** Short task 1 **
Give back the records from the line containing "Put a dot on each instance of the handrail" through the end of the records, renaming each "dot" to "marker" and changing nothing else.

** Text **
==*==

The Great Habits of Successful Salespeople

We all have hundreds of habits. Good, bad and indifferent.

Habits are rituals which result in reward and satisfaction.

Some habits are noticeable, some not — putting the kettle on in the morning to enjoy a simple brew or checking social media for a shot of validation in the world.

I have just finished reading Atomic Habits by James Clear. As almost a ‘sequel’ to Charles Duhigg’s The Power of Habit, the author goes a step further in applying the science of Duhigg’s research to help deconstruct our worst habits and also find ways to form new better ones.

Clear doesn’t just point out the habits though, he provides tips to start questioning your habits and thinking about how you can really take action to develop new ones.

Habits are formed when we experience a satisfying outcome from a regular action.

After completing the habit a few times our bodies get used to the process:

See a CUE => TRIGGER an action ​=> get a REWARD => Feel SATISFIED.

After enough repetition, we can even anticipate the reward and our bodies feel the satisfaction — without the reward!

Therefore, habits can be very powerful for motivation in our jobs.

 

Great Salespeople Develop Great Habits

Boosting motivation to overachieve your goals is normal for any successful professional.

However, reflecting over the last few weeks, habit forming is crucially important for sales success — and needs to be part of the day-to-day operating rhythm.

I have been working with a couple of start-ups that have early-stage sales teams, and the number one piece of advice I keep coming back to is the importance of Pipeline Generation to drive growth.

==*==

** Entries shown **
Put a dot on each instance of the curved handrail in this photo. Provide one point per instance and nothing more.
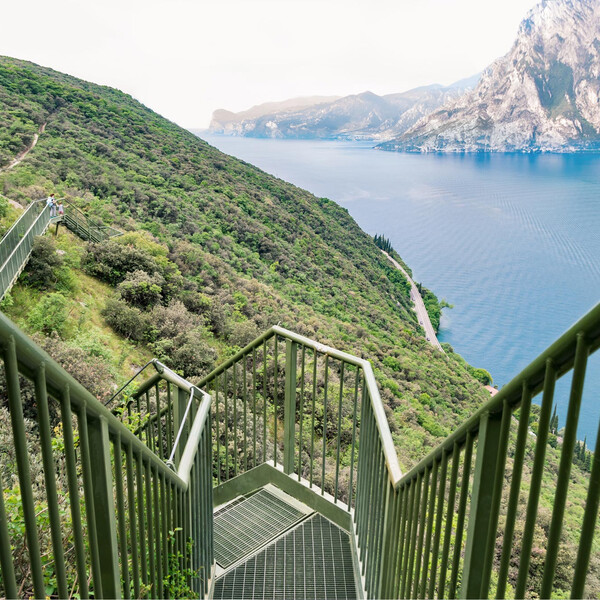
(562, 355)
(391, 458)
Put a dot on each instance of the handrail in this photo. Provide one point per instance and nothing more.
(141, 502)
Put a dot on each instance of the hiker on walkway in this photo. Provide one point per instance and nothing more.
(51, 202)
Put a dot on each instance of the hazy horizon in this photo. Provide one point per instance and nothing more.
(185, 59)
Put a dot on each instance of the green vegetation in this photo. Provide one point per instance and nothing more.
(238, 249)
(215, 251)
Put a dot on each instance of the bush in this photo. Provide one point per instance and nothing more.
(83, 364)
(44, 264)
(111, 262)
(50, 314)
(141, 290)
(187, 352)
(127, 320)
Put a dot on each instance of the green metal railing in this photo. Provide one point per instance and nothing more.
(16, 245)
(119, 517)
(146, 467)
(316, 413)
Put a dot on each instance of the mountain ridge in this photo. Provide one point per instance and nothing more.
(364, 116)
(542, 96)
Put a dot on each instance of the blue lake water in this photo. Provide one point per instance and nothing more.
(512, 241)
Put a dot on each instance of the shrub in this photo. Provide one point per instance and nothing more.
(83, 364)
(111, 262)
(187, 352)
(50, 314)
(141, 290)
(127, 320)
(44, 264)
(170, 321)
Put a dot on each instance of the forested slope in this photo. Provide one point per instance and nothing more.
(227, 249)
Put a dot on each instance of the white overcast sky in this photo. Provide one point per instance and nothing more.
(186, 58)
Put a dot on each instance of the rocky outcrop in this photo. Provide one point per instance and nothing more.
(544, 95)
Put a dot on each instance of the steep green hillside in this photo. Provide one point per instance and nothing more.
(232, 250)
(214, 252)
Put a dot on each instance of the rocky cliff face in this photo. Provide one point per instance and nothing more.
(360, 116)
(544, 95)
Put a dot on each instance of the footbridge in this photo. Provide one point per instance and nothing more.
(17, 243)
(276, 476)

==*==

** Short task 2 **
Copy the text about the habits of successful salespeople word for word.

** Exercise solution 1 **
Put a marker on each instance of the handrail in this photo. Provide one point per instance and nothing more.
(141, 502)
Put a marker on each instance of the hiker on walkway in this photo. Provide one point per instance and nothing more.
(51, 202)
Put a marker on each instance of the hazy horizon in this photo. Provide one point per instance and nothing more.
(185, 59)
Put a marker on each instance of the green vegetation in this photo. Provide one point per instance and nothing more.
(238, 249)
(215, 251)
Put a marker on each instance of the bush in this photo. Provide one point per instance and nothing more.
(83, 364)
(44, 264)
(111, 262)
(50, 314)
(141, 290)
(187, 352)
(127, 320)
Put a marker on each instance of the green metal railing in this photo. Provide one point per instance and nothing more.
(16, 245)
(119, 517)
(146, 467)
(316, 413)
Put a marker on each instance of the mountain ridge in this photo. Provide one point per instance and nothing more.
(364, 116)
(542, 96)
Put a marker on each instance of the blue lake water in this photo. Provide one point per instance and nothing more.
(512, 241)
Put a marker on each instance of the shrub in this photo. Provide one point per instance and nothing more.
(83, 364)
(111, 262)
(187, 352)
(50, 314)
(141, 290)
(127, 320)
(44, 264)
(170, 321)
Put a marker on each instance of the forested slope in this photo. Provide one point per instance and nothing more.
(227, 249)
Put a marker on each instance of the white overcast sky in this photo. Provide one point per instance and nothing more.
(186, 58)
Put a marker on each instance of the rocky outcrop in this photo. Provide one point per instance and nothing more.
(544, 95)
Put a marker on each instance of the steep green hillside in this photo. Provide one point per instance and nothing more.
(232, 250)
(214, 252)
Put a marker on each instance of the rocky cliff face in this photo. Provide one point per instance and nothing more.
(360, 116)
(544, 95)
Put a marker on each instance of the footbridge in this photo. Provide one point per instance and nothing more.
(17, 243)
(276, 476)

** Exercise solution 2 **
The Great Habits of Successful Salespeople

We all have hundreds of habits. Good, bad and indifferent.

Habits are rituals which result in reward and satisfaction.

Some habits are noticeable, some not — putting the kettle on in the morning to enjoy a simple brew or checking social media for a shot of validation in the world.

I have just finished reading Atomic Habits by James Clear. As almost a ‘sequel’ to Charles Duhigg’s The Power of Habit, the author goes a step further in applying the science of Duhigg’s research to help deconstruct our worst habits and also find ways to form new better ones.

Clear doesn’t just point out the habits though, he provides tips to start questioning your habits and thinking about how you can really take action to develop new ones.

Habits are formed when we experience a satisfying outcome from a regular action.

After completing the habit a few times our bodies get used to the process:

See a CUE => TRIGGER an action ​=> get a REWARD => Feel SATISFIED.

After enough repetition, we can even anticipate the reward and our bodies feel the satisfaction — without the reward!

Therefore, habits can be very powerful for motivation in our jobs.

 

Great Salespeople Develop Great Habits

Boosting motivation to overachieve your goals is normal for any successful professional.

However, reflecting over the last few weeks, habit forming is crucially important for sales success — and needs to be part of the day-to-day operating rhythm.

I have been working with a couple of start-ups that have early-stage sales teams, and the number one piece of advice I keep coming back to is the importance of Pipeline Generation to drive growth.